The array substrate AR is formed by using a first insulative substrate 10 having light transmissivity. Source lines S are formed on a first interlayer insulation film 11, and are covered with a second interlayer insulation film 12. In the meantime, gate lines and storage capacitance lines, which are not shown, are disposed, for example, between the first insulative substrate 10 and the first interlayer insulation film 11. Pixel electrodes PE are formed on the second interlayer insulation film 12. The pixel electrode PE is located on the inside of positions immediate above neighboring source lines S.

A first alignment film AL1 is disposed on that surface of the array substrate AR, which is opposed to the counter-substrate CT, and the first alignment film AL1 extends over substantially the entirety of the active area ACT. The first alignment film AL1 covers the pixel electrode PE, etc., and is also disposed on the second interlayer insulation film 12. The first alignment film AL1 is formed of a material which exhibits horizontal alignment properties, and is coated with a thickness of about 70 nm.

The array substrate AR may further include a part of a common electrode CE.

[Dataset excerpt]
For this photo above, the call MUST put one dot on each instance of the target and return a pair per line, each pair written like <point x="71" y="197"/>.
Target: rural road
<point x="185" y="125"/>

[Exercise requirements]
1. Answer these questions from the array substrate description:
(a) Which film covers the source lines S?
(b) To roughly what thickness is the first alignment film AL1 coated?
(c) What may the array substrate AR further include?
2. Rename "first alignment film AL1" as "first orientation film AL1" and write out everything in the array substrate description from "A first alignment" down to "about 70 nm.".
Base every answer on the array substrate description alone.

[Solutions by task]
1.
(a) The second interlayer insulation film 12.
(b) About 70 nm.
(c) A part of a common electrode CE.

2.
A first orientation film AL1 is disposed on that surface of the array substrate AR, which is opposed to the counter-substrate CT, and the first orientation film AL1 extends over substantially the entirety of the active area ACT. The first orientation film AL1 covers the pixel electrode PE, etc., and is also disposed on the second interlayer insulation film 12. The first orientation film AL1 is formed of a material which exhibits horizontal alignment properties, and is coated with a thickness of about 70 nm.